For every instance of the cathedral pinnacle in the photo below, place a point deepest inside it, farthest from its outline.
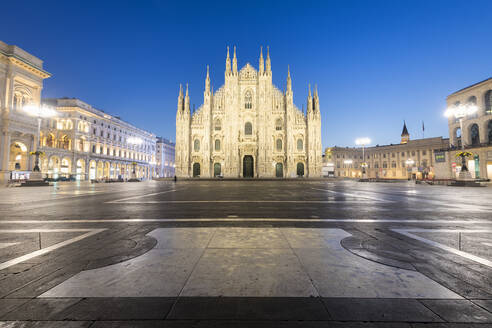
(268, 62)
(289, 81)
(228, 62)
(234, 62)
(262, 63)
(207, 81)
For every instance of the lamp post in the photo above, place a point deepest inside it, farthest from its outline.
(363, 142)
(39, 112)
(460, 112)
(409, 162)
(134, 141)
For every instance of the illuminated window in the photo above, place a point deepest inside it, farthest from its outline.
(248, 100)
(248, 129)
(300, 144)
(278, 144)
(278, 124)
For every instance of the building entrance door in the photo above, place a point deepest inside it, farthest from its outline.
(248, 166)
(196, 170)
(300, 169)
(217, 168)
(279, 170)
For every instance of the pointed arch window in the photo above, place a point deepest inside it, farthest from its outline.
(278, 124)
(248, 129)
(217, 125)
(488, 102)
(248, 100)
(300, 144)
(278, 144)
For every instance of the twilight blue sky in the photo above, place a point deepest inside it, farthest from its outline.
(376, 63)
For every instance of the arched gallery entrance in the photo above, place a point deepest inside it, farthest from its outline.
(248, 166)
(279, 170)
(300, 169)
(196, 170)
(217, 169)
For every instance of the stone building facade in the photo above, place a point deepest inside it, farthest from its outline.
(21, 82)
(83, 142)
(410, 159)
(248, 128)
(477, 129)
(164, 158)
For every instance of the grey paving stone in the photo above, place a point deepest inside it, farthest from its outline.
(451, 325)
(274, 272)
(45, 324)
(249, 308)
(298, 324)
(144, 324)
(42, 309)
(402, 310)
(134, 308)
(459, 311)
(9, 304)
(486, 304)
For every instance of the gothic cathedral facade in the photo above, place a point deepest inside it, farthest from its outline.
(248, 128)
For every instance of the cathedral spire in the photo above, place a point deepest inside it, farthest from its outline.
(405, 136)
(310, 101)
(289, 81)
(228, 62)
(180, 98)
(234, 62)
(262, 63)
(207, 81)
(316, 99)
(187, 100)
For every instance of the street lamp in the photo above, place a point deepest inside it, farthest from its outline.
(409, 162)
(460, 112)
(363, 142)
(39, 112)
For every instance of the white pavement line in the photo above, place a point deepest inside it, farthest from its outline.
(355, 195)
(448, 222)
(140, 196)
(242, 201)
(407, 232)
(42, 251)
(5, 245)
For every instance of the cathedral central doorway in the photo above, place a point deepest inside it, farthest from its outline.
(248, 166)
(279, 170)
(217, 169)
(196, 170)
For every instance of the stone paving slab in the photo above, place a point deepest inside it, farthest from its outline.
(240, 268)
(359, 309)
(251, 308)
(45, 324)
(459, 311)
(42, 309)
(121, 309)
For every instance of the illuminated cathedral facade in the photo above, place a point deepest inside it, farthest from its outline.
(248, 128)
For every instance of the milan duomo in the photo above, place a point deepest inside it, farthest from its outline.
(248, 128)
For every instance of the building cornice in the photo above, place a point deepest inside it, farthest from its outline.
(469, 87)
(18, 61)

# STATED TASK:
Rewrite the records above as a JSON list of strings with one string per line, leaving out blank lines and the picture.

# TASK SOLUTION:
[
  "For every instance of the cathedral pinnacle in the photo below, place a point deepest inside it, farthest from its outline.",
  "(268, 62)",
  "(289, 81)",
  "(228, 62)",
  "(234, 62)",
  "(262, 63)",
  "(207, 81)",
  "For every instance of the lamp post in the photo above, place a point deepest inside it, farthest from its outline.",
  "(363, 142)",
  "(39, 112)",
  "(460, 112)",
  "(409, 162)",
  "(134, 141)",
  "For every instance of the illuminated window in the photo above, place a point deepest inside it, farthest from its outline.",
  "(248, 100)",
  "(248, 129)",
  "(300, 144)",
  "(278, 144)",
  "(278, 124)",
  "For every instance of the building entrance door in the photo above, place a point deepest inside it, farthest from its outline.",
  "(248, 166)",
  "(196, 170)",
  "(300, 169)",
  "(217, 168)",
  "(279, 170)",
  "For every instance of the pointed arch window in the photo above, place a point deepest inside it, farthest from its outline.",
  "(278, 124)",
  "(248, 129)",
  "(217, 125)",
  "(488, 102)",
  "(248, 100)",
  "(300, 144)",
  "(278, 144)",
  "For every instance of the twilight blue sky in the photo above, place a point deepest inside it, farthest from its outline.",
  "(376, 63)",
  "For every instance of the arched gallery entrance in the photo above, place a point deepest inside it, farthest from its outline.",
  "(248, 166)",
  "(279, 170)",
  "(300, 169)",
  "(196, 170)",
  "(217, 169)",
  "For every instance of the stone building facade in the photo above, place a point deepest inside it, farthest from its outline.",
  "(21, 82)",
  "(83, 142)",
  "(410, 159)",
  "(248, 128)",
  "(477, 129)",
  "(164, 158)",
  "For every instance of the grey paving stone in the photo above, place a point deepest inside it, farthest from its outline.",
  "(451, 325)",
  "(274, 272)",
  "(45, 324)",
  "(249, 308)",
  "(298, 324)",
  "(144, 324)",
  "(42, 309)",
  "(402, 310)",
  "(134, 308)",
  "(459, 311)",
  "(9, 304)",
  "(486, 304)",
  "For every instance of the gothic cathedral facade in the photo above, place a point deepest inside it, farthest from its outline.",
  "(248, 128)",
  "For every instance of the cathedral spire in the photo above, place a point deepest inside it, farthest from its outline.",
  "(405, 136)",
  "(310, 101)",
  "(289, 81)",
  "(228, 62)",
  "(180, 98)",
  "(234, 62)",
  "(262, 63)",
  "(207, 81)",
  "(316, 99)",
  "(187, 100)",
  "For every instance of the street lamp in the photo above, place a point deepest inside it, farthest from its outline.",
  "(409, 162)",
  "(460, 112)",
  "(363, 142)",
  "(39, 112)",
  "For every instance of the white pavement line in the photo above, place a point deepest inside it, farthest from its outline.",
  "(355, 195)",
  "(448, 222)",
  "(140, 196)",
  "(242, 201)",
  "(407, 232)",
  "(42, 251)",
  "(5, 245)",
  "For every instance of the cathedral central doorway in the photo above, place a point deepest inside it, farthest from its outline.",
  "(248, 166)",
  "(279, 170)",
  "(217, 169)",
  "(196, 170)",
  "For every instance of the stone paving slab in the photo above, place a point deepest inside it, farthest from its outline.",
  "(240, 268)",
  "(359, 309)",
  "(251, 308)",
  "(45, 324)",
  "(459, 311)",
  "(42, 309)",
  "(121, 309)",
  "For every instance of the illuminated cathedral facade in the photo above, place a point deepest inside it, farthest from its outline.",
  "(248, 128)",
  "For every instance of the milan duomo in the photo above, place a point deepest inside it, farthest from its outline.",
  "(248, 128)",
  "For every instance of the building cornice in the photo above, place a point deepest inside it, farthest from its outline.",
  "(469, 87)",
  "(18, 61)"
]